Stored data entries:
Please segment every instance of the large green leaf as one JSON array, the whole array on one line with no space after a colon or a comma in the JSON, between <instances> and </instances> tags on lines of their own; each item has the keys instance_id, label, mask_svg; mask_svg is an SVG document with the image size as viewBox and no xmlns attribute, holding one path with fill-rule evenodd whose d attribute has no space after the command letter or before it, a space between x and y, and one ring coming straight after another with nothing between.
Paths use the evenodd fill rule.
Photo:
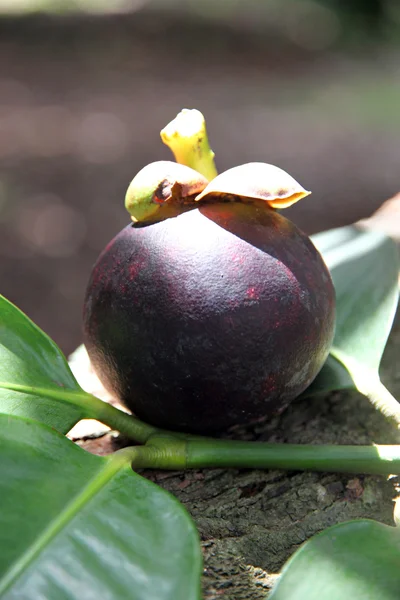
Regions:
<instances>
[{"instance_id":1,"label":"large green leaf","mask_svg":"<svg viewBox=\"0 0 400 600\"><path fill-rule=\"evenodd\" d=\"M375 521L342 523L289 559L270 600L398 600L400 532Z\"/></svg>"},{"instance_id":2,"label":"large green leaf","mask_svg":"<svg viewBox=\"0 0 400 600\"><path fill-rule=\"evenodd\" d=\"M86 396L56 344L0 296L0 413L66 433L86 416Z\"/></svg>"},{"instance_id":3,"label":"large green leaf","mask_svg":"<svg viewBox=\"0 0 400 600\"><path fill-rule=\"evenodd\" d=\"M355 225L317 234L312 241L332 275L337 317L331 356L306 394L342 388L365 393L365 385L377 385L396 312L396 245L380 232Z\"/></svg>"},{"instance_id":4,"label":"large green leaf","mask_svg":"<svg viewBox=\"0 0 400 600\"><path fill-rule=\"evenodd\" d=\"M0 415L0 452L2 599L198 600L194 523L126 451L93 456Z\"/></svg>"},{"instance_id":5,"label":"large green leaf","mask_svg":"<svg viewBox=\"0 0 400 600\"><path fill-rule=\"evenodd\" d=\"M336 291L334 348L378 369L398 300L396 244L383 233L355 225L318 234L313 242Z\"/></svg>"}]
</instances>

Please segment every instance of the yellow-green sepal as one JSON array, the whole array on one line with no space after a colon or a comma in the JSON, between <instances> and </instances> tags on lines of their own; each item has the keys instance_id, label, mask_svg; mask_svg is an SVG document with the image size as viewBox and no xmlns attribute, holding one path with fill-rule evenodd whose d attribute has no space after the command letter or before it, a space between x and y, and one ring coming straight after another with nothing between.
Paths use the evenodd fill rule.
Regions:
<instances>
[{"instance_id":1,"label":"yellow-green sepal","mask_svg":"<svg viewBox=\"0 0 400 600\"><path fill-rule=\"evenodd\" d=\"M132 221L157 219L166 204L184 203L208 184L203 175L172 161L153 162L132 179L125 196L125 208Z\"/></svg>"}]
</instances>

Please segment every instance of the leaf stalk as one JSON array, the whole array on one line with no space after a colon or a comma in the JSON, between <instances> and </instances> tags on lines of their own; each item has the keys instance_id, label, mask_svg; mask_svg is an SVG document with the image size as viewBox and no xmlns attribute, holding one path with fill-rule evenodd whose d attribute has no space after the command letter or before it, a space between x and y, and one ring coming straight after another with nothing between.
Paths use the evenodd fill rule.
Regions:
<instances>
[{"instance_id":1,"label":"leaf stalk","mask_svg":"<svg viewBox=\"0 0 400 600\"><path fill-rule=\"evenodd\" d=\"M331 446L213 440L187 442L187 468L284 469L391 475L400 445Z\"/></svg>"}]
</instances>

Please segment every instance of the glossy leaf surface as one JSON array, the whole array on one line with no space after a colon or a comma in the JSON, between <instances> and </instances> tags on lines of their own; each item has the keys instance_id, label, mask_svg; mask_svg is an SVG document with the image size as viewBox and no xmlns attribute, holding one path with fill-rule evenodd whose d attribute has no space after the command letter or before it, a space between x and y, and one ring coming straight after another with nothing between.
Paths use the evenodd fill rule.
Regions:
<instances>
[{"instance_id":1,"label":"glossy leaf surface","mask_svg":"<svg viewBox=\"0 0 400 600\"><path fill-rule=\"evenodd\" d=\"M0 413L66 433L86 416L86 396L57 345L0 296Z\"/></svg>"},{"instance_id":2,"label":"glossy leaf surface","mask_svg":"<svg viewBox=\"0 0 400 600\"><path fill-rule=\"evenodd\" d=\"M384 234L357 226L312 237L332 275L336 332L331 356L306 394L357 388L359 367L377 377L398 301L399 259Z\"/></svg>"},{"instance_id":3,"label":"glossy leaf surface","mask_svg":"<svg viewBox=\"0 0 400 600\"><path fill-rule=\"evenodd\" d=\"M341 523L311 538L283 568L271 600L398 600L400 532L375 521Z\"/></svg>"},{"instance_id":4,"label":"glossy leaf surface","mask_svg":"<svg viewBox=\"0 0 400 600\"><path fill-rule=\"evenodd\" d=\"M94 456L0 415L0 452L3 600L198 600L196 528L126 451Z\"/></svg>"}]
</instances>

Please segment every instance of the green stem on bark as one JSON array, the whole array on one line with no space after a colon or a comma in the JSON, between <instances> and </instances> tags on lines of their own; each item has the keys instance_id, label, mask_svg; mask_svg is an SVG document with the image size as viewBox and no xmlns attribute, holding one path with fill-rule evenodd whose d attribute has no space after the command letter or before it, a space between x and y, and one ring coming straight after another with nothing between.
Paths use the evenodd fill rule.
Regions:
<instances>
[{"instance_id":1,"label":"green stem on bark","mask_svg":"<svg viewBox=\"0 0 400 600\"><path fill-rule=\"evenodd\" d=\"M378 391L382 390L379 388ZM202 438L158 429L95 396L87 396L87 417L109 425L139 444L146 444L142 450L132 449L134 468L180 470L217 467L378 475L400 473L400 445L268 444Z\"/></svg>"},{"instance_id":2,"label":"green stem on bark","mask_svg":"<svg viewBox=\"0 0 400 600\"><path fill-rule=\"evenodd\" d=\"M392 475L400 473L400 445L328 446L235 440L184 440L152 436L145 446L125 448L134 469L281 469Z\"/></svg>"},{"instance_id":3,"label":"green stem on bark","mask_svg":"<svg viewBox=\"0 0 400 600\"><path fill-rule=\"evenodd\" d=\"M354 373L352 373L354 375ZM400 423L399 405L376 376L357 384L385 415ZM360 375L361 377L361 375ZM268 444L191 436L158 429L91 394L81 403L88 418L97 419L139 444L132 448L134 468L248 468L311 470L389 475L400 473L400 445L329 446ZM83 402L82 402L83 401Z\"/></svg>"},{"instance_id":4,"label":"green stem on bark","mask_svg":"<svg viewBox=\"0 0 400 600\"><path fill-rule=\"evenodd\" d=\"M326 446L190 440L186 468L285 469L390 475L400 473L398 446Z\"/></svg>"},{"instance_id":5,"label":"green stem on bark","mask_svg":"<svg viewBox=\"0 0 400 600\"><path fill-rule=\"evenodd\" d=\"M176 162L201 173L209 181L217 176L214 152L208 141L206 122L200 111L184 108L160 132Z\"/></svg>"}]
</instances>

Exercise:
The answer is the complete set of records, copied exactly, with pictures omitted.

Answer below:
Please segment every instance of the large green leaf as one JSON array, the whole array on one line with no space after a colon or a comma in the JSON, between <instances> and </instances> tags on lines of their own; each item has the keys instance_id, label, mask_svg; mask_svg is an SVG document with the image size as viewBox and no xmlns attribute, holding one path with fill-rule evenodd whose d attribute has no space after the command letter or before it, a space between x and y, and one ring coming straight after another with nothing between.
Paths use the evenodd fill rule.
Photo:
Regions:
<instances>
[{"instance_id":1,"label":"large green leaf","mask_svg":"<svg viewBox=\"0 0 400 600\"><path fill-rule=\"evenodd\" d=\"M375 521L342 523L289 559L270 600L398 600L400 532Z\"/></svg>"},{"instance_id":2,"label":"large green leaf","mask_svg":"<svg viewBox=\"0 0 400 600\"><path fill-rule=\"evenodd\" d=\"M86 396L56 344L0 296L0 413L66 433L86 416Z\"/></svg>"},{"instance_id":3,"label":"large green leaf","mask_svg":"<svg viewBox=\"0 0 400 600\"><path fill-rule=\"evenodd\" d=\"M355 225L317 234L312 241L332 275L337 317L331 356L306 394L342 388L365 393L365 385L377 385L396 312L396 245L380 232Z\"/></svg>"},{"instance_id":4,"label":"large green leaf","mask_svg":"<svg viewBox=\"0 0 400 600\"><path fill-rule=\"evenodd\" d=\"M0 415L0 452L2 599L198 600L194 523L126 451L93 456Z\"/></svg>"},{"instance_id":5,"label":"large green leaf","mask_svg":"<svg viewBox=\"0 0 400 600\"><path fill-rule=\"evenodd\" d=\"M336 291L334 348L378 369L398 300L396 244L383 233L355 225L318 234L313 242Z\"/></svg>"}]
</instances>

Please segment every instance of the yellow-green sepal as one JSON array, the whole array on one line with no space after a colon or a comma in the JSON, between <instances> and </instances> tags on lines of their own; each item has the keys instance_id, label, mask_svg; mask_svg is an SVG document with the image size as viewBox and no xmlns attribute, holding one path with fill-rule evenodd whose d attribute has no space after the command letter or before it, a space between x and y, and one ring coming straight after another with nothing between.
Paths use the evenodd fill rule.
Regions:
<instances>
[{"instance_id":1,"label":"yellow-green sepal","mask_svg":"<svg viewBox=\"0 0 400 600\"><path fill-rule=\"evenodd\" d=\"M132 221L157 219L166 204L184 203L208 184L203 175L172 161L153 162L132 179L125 196L125 208Z\"/></svg>"}]
</instances>

Please segment every instance of the leaf stalk as one JSON array, the whole array on one line with no space after a colon or a comma in the JSON, between <instances> and </instances> tags on lines of their own; each item has the keys instance_id, label, mask_svg; mask_svg is an SVG document with the image size as viewBox and no xmlns attribute, holding one path with fill-rule evenodd whose d attribute has no space after the command letter or before it, a space between x and y, and one ring coming straight after another with nothing between.
Paths use the evenodd fill rule.
Regions:
<instances>
[{"instance_id":1,"label":"leaf stalk","mask_svg":"<svg viewBox=\"0 0 400 600\"><path fill-rule=\"evenodd\" d=\"M331 446L213 440L187 442L187 468L284 469L391 475L400 445Z\"/></svg>"}]
</instances>

Please segment every instance of the glossy leaf surface as one JSON array, the whole array on one line with no space after a colon or a comma in the JSON, between <instances> and </instances> tags on lines of their own; each item has the keys instance_id, label, mask_svg; mask_svg is an SVG document with the image size as viewBox and no xmlns attribute, holding one path with fill-rule evenodd whose d attribute has no space after the command letter or before it, a space between x and y, and one ring coming straight after another with nothing between.
Paths use the evenodd fill rule.
Regions:
<instances>
[{"instance_id":1,"label":"glossy leaf surface","mask_svg":"<svg viewBox=\"0 0 400 600\"><path fill-rule=\"evenodd\" d=\"M0 413L66 433L86 416L86 396L57 345L0 296Z\"/></svg>"},{"instance_id":2,"label":"glossy leaf surface","mask_svg":"<svg viewBox=\"0 0 400 600\"><path fill-rule=\"evenodd\" d=\"M384 234L357 226L312 237L332 275L336 332L331 356L306 394L357 388L359 367L377 377L398 301L399 259Z\"/></svg>"},{"instance_id":3,"label":"glossy leaf surface","mask_svg":"<svg viewBox=\"0 0 400 600\"><path fill-rule=\"evenodd\" d=\"M341 523L311 538L283 568L271 600L398 600L400 532L375 521Z\"/></svg>"},{"instance_id":4,"label":"glossy leaf surface","mask_svg":"<svg viewBox=\"0 0 400 600\"><path fill-rule=\"evenodd\" d=\"M94 456L0 415L0 452L3 600L198 600L196 528L126 451Z\"/></svg>"}]
</instances>

Please segment every instance of the green stem on bark as one JSON array, the whole array on one line with no space after a colon or a comma in the JSON, between <instances> and </instances> tags on lines of their own; each item has the keys instance_id, label, mask_svg; mask_svg is an SVG document with the image size as viewBox and no xmlns attribute, holding one path with fill-rule evenodd whose d attribute has no space after the command letter or before it, a space between x and y, and one ring coming straight after another with nothing between.
Paths use the evenodd fill rule.
Regions:
<instances>
[{"instance_id":1,"label":"green stem on bark","mask_svg":"<svg viewBox=\"0 0 400 600\"><path fill-rule=\"evenodd\" d=\"M378 391L382 390L379 388ZM202 438L158 429L95 396L87 396L87 417L109 425L139 444L146 444L142 450L132 449L134 468L180 470L217 467L378 475L400 473L400 445L268 444Z\"/></svg>"},{"instance_id":2,"label":"green stem on bark","mask_svg":"<svg viewBox=\"0 0 400 600\"><path fill-rule=\"evenodd\" d=\"M392 475L400 473L400 445L328 446L235 440L184 440L152 436L145 446L125 448L134 469L281 469Z\"/></svg>"},{"instance_id":3,"label":"green stem on bark","mask_svg":"<svg viewBox=\"0 0 400 600\"><path fill-rule=\"evenodd\" d=\"M354 373L352 373L354 375ZM400 423L399 405L376 376L357 384L385 415ZM360 375L361 377L361 375ZM268 444L191 436L158 429L91 394L81 403L88 418L97 419L139 444L132 448L134 468L248 468L311 470L389 475L400 473L400 445L329 446ZM83 402L82 402L83 401Z\"/></svg>"},{"instance_id":4,"label":"green stem on bark","mask_svg":"<svg viewBox=\"0 0 400 600\"><path fill-rule=\"evenodd\" d=\"M326 446L190 440L186 468L285 469L390 475L400 473L398 446Z\"/></svg>"},{"instance_id":5,"label":"green stem on bark","mask_svg":"<svg viewBox=\"0 0 400 600\"><path fill-rule=\"evenodd\" d=\"M176 162L201 173L209 181L217 176L214 152L208 141L206 122L200 111L184 108L160 132Z\"/></svg>"}]
</instances>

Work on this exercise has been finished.